You always clear, then append and then insert the same sectionList, that's why it always overwrites the entries - because you told the program it should.

Always remember: In Python assignment never makes a copy!

Simple fix

Just insert a copy:

formatDict[section] = sectionList.copy()    # changed here

Instead of inserting a reference:

formatDict[section] = sectionList  

Complicated fix

There are lots of things going on and you could make it "better" by using functions for subtasks like the grouping, also files should be opened with with so that the file is closed automatically even if an exception occurs and while loops where the end is known should be avoided.

Personally I would use code like this:

def groups(seq, width):
    """Group a sequence (seq) into width-sized blocks. The last block may be shorter."""
    length = len(seq)
    for i in range(0, length, width):   # range supports a step argument!
        yield seq[i:i+width]

# Printing the dictionary could be useful in other places as well -> so
# I also created a function for this.
def print_dict_line_by_line(dct):  
    """Print dictionary where each key-value pair is on one line."""

Parts of the exercise:
a: Quote the Python list-copy answer from "length = len(seq)" up to and including "function for this.", word for word.
b: Please write what comes next in the Python list-copy answer, picking up right after its last line.

Extracted entries:
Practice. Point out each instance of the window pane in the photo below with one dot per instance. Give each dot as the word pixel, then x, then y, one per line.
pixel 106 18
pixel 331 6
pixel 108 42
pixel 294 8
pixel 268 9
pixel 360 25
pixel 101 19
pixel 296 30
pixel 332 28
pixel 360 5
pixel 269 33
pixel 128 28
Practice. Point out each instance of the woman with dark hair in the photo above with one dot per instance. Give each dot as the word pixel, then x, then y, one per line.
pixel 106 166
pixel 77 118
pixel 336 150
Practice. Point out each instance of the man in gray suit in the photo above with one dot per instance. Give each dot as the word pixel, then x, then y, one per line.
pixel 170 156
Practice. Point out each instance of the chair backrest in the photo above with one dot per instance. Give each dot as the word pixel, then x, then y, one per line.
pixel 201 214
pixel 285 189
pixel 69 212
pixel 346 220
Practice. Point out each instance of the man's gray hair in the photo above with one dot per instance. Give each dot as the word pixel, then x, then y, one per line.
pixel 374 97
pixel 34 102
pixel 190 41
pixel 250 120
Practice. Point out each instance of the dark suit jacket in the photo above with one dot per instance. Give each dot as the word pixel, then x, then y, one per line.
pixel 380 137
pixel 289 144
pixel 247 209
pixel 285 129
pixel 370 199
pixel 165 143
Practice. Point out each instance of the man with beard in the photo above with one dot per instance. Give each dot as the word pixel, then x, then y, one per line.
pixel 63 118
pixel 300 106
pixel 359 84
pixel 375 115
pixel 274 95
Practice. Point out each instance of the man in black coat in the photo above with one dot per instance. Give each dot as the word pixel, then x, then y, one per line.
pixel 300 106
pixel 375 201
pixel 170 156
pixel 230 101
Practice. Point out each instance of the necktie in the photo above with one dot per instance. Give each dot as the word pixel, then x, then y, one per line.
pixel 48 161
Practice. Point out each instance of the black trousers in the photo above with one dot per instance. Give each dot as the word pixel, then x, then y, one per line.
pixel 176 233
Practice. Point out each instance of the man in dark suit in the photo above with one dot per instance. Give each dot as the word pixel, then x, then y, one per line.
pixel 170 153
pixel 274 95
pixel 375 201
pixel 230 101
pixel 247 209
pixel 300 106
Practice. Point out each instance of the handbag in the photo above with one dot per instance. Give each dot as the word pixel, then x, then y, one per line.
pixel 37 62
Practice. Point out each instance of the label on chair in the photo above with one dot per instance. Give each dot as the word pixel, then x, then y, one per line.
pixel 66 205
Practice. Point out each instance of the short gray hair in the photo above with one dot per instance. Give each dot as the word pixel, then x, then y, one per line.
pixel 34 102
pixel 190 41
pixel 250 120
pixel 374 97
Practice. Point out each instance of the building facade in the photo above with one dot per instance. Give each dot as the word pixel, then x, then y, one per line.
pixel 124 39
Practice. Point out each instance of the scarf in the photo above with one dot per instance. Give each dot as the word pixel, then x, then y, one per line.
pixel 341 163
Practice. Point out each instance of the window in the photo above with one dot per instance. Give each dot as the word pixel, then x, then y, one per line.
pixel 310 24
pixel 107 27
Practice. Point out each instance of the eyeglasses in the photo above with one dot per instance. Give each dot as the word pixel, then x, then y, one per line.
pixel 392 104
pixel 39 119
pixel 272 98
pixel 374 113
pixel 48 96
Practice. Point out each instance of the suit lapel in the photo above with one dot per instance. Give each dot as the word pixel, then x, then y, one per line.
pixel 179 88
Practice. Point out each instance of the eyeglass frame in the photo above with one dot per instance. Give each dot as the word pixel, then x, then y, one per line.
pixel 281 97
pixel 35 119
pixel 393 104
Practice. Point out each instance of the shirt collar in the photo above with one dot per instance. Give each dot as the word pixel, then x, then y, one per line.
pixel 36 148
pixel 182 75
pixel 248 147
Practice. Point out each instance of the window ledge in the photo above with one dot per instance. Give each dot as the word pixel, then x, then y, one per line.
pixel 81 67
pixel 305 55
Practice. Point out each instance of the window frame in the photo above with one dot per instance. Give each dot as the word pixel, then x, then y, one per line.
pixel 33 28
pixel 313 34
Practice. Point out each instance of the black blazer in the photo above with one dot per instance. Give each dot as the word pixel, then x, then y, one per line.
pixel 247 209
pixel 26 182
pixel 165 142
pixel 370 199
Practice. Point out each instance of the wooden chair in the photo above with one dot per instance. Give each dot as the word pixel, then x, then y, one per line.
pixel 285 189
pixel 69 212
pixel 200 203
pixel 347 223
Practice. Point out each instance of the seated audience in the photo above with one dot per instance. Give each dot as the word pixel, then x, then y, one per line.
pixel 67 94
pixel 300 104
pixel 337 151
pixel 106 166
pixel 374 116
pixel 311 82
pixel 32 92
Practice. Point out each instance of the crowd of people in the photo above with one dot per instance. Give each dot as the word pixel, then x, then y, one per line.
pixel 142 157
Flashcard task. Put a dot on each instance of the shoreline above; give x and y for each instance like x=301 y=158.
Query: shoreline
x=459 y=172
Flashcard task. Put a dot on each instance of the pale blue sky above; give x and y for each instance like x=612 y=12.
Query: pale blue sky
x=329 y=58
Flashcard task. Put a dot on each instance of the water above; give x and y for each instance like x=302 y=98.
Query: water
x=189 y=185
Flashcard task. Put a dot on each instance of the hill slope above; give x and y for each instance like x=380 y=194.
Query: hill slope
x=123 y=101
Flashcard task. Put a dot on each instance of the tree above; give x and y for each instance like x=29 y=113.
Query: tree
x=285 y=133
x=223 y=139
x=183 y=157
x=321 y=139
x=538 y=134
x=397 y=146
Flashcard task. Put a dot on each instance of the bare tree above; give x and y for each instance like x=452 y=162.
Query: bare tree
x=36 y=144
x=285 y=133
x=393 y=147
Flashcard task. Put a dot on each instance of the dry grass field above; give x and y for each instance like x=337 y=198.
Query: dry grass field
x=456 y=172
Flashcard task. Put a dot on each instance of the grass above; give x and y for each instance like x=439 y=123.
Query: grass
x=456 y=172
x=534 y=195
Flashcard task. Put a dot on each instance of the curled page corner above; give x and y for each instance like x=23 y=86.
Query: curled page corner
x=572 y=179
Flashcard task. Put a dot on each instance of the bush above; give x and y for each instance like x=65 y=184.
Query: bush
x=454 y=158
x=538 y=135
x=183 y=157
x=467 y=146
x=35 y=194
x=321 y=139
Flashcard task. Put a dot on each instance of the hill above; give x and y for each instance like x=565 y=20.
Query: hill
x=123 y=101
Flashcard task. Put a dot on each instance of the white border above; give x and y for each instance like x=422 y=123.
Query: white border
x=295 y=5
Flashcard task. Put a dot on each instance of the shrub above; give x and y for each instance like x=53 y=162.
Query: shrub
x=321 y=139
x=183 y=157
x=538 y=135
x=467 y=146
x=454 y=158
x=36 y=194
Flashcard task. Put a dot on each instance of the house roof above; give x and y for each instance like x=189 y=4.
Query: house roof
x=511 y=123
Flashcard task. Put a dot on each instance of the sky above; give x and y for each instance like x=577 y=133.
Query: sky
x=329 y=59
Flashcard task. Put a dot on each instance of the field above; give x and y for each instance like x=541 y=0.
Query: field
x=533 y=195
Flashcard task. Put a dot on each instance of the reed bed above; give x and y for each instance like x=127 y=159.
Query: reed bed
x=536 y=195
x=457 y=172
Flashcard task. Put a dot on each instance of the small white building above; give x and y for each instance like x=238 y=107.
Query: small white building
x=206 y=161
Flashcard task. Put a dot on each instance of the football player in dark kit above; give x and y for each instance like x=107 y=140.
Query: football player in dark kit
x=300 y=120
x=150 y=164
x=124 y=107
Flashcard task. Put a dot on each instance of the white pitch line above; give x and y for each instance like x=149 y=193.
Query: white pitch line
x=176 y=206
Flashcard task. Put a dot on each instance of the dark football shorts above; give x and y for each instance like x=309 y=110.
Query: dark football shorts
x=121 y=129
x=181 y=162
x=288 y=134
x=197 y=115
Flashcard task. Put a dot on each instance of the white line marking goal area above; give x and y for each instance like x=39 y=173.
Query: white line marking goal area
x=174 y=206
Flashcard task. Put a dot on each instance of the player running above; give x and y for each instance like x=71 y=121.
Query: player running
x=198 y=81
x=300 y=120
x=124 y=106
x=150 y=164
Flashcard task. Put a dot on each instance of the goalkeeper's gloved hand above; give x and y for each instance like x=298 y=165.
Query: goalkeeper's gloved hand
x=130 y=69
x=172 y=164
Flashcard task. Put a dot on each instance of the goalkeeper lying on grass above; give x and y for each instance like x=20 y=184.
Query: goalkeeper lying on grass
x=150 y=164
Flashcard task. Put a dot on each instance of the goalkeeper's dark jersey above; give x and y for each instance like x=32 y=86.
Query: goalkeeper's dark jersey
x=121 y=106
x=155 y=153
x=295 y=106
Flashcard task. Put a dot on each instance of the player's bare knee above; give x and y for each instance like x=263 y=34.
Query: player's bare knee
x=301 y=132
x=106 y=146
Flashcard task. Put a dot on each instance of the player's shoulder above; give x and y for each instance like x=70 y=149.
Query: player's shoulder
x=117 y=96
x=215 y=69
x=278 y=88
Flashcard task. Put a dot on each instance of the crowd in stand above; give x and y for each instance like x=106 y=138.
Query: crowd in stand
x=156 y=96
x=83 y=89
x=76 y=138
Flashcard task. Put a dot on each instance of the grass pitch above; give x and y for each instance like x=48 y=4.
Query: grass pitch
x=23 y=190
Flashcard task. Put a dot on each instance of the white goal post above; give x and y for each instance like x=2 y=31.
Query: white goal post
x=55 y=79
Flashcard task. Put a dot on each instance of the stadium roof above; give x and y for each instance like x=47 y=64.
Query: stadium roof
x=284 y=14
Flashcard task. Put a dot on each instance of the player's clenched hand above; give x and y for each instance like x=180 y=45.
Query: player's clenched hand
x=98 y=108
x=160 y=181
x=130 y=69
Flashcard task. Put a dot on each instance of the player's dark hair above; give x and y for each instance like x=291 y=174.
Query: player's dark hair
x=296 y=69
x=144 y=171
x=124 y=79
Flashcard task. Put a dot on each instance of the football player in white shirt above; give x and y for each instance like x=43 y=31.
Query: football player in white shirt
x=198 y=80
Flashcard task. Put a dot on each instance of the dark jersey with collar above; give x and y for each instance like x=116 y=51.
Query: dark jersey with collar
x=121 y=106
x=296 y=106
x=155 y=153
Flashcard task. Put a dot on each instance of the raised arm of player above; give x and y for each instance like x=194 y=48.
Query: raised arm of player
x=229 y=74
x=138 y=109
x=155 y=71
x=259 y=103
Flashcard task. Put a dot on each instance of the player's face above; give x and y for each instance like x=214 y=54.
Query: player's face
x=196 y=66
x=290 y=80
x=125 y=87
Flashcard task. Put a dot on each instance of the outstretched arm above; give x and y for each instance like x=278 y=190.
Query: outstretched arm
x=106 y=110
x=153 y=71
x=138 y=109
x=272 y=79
* * *
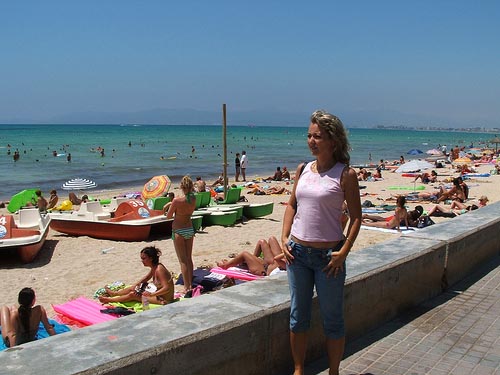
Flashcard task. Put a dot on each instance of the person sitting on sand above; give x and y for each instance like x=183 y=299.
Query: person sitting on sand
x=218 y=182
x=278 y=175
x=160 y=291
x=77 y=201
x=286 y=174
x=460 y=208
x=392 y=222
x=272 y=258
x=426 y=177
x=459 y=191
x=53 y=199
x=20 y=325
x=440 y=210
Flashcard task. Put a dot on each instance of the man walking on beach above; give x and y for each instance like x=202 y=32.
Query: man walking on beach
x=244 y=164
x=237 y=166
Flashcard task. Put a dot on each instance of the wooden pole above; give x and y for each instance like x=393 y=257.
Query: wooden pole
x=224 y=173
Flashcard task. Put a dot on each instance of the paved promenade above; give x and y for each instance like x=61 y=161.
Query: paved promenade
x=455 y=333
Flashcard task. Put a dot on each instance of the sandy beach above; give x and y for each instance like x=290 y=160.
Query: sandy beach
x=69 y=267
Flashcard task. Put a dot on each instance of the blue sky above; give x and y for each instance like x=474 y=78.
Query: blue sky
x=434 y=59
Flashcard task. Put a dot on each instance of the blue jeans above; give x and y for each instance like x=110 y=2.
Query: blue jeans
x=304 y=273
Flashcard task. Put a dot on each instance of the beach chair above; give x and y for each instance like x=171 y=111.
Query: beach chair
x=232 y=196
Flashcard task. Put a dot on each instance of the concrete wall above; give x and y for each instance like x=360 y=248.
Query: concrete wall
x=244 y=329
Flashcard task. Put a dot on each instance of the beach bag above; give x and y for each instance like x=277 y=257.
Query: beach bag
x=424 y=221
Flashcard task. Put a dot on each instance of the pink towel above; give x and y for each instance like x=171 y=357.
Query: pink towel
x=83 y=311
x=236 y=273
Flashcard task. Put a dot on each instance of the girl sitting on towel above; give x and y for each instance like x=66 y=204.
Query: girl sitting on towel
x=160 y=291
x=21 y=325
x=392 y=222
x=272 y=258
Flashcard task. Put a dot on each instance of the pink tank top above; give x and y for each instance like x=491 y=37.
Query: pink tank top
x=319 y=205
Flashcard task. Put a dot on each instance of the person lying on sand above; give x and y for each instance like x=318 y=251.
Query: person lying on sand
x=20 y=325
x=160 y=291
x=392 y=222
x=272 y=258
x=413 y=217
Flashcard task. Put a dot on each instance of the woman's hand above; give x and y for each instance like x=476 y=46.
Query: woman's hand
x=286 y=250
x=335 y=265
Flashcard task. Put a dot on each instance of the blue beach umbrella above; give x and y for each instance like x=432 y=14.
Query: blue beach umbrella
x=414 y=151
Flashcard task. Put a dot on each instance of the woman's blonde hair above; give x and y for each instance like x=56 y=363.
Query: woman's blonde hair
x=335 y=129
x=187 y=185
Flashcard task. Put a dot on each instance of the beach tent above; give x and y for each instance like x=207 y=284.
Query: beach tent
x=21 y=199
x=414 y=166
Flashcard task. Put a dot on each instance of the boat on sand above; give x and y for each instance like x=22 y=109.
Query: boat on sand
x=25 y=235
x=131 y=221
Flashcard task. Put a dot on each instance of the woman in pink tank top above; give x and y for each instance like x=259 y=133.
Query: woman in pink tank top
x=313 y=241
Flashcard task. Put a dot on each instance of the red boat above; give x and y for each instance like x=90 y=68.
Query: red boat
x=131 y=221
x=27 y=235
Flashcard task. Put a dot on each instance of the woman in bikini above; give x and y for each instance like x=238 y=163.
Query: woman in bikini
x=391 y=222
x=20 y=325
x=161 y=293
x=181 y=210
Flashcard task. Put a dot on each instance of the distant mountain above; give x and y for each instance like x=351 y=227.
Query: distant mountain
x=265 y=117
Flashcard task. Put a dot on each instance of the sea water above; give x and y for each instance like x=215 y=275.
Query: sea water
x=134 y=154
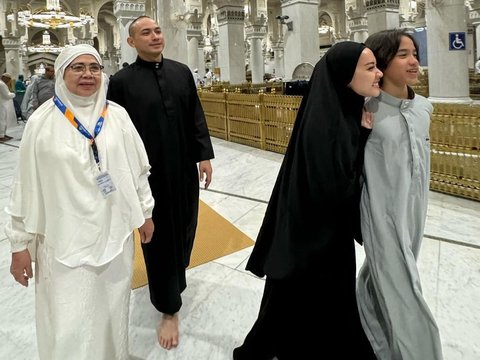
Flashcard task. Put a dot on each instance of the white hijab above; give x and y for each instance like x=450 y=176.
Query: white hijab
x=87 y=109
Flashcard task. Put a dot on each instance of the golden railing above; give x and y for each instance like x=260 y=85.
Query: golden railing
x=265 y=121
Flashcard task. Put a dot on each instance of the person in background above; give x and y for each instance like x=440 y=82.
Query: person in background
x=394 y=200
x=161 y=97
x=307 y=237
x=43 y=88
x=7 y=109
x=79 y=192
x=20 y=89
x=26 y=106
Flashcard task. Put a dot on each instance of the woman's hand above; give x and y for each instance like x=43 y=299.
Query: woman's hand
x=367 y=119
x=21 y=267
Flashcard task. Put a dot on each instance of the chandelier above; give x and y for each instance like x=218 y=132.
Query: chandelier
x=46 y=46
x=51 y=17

Answers to each task:
a:
length = len(seq)
    for i in range(0, length, width):   # range supports a step argument!
        yield seq[i:i+width]

# Printing the dictionary could be useful in other places as well -> so
# I also created a function for this.

b:
    for key, value in dct.items():
        print("for key =", key, "value =", value)

def mytask(filename):
    formatDict = {}
    with open(filename) as formatFileHandle:
        # I don't "strip" each line (remove leading and trailing whitespaces/newlines)
        # but if you need that you could also use:
        # for usableLine in (line.strip() for line in formatFileHandle):
        # instead.
        for usableLine in formatFileHandle:
            section = usableLine[:3]
            sectionList = list(groups(usableLine[3:]))
            formatDict[section] = sectionList
    # upon exiting the "with" scope the file is closed automatically!
    print_dict_line_by_line(formatDict)

if __name__ == '__main__':
    mytask('insert your filename here')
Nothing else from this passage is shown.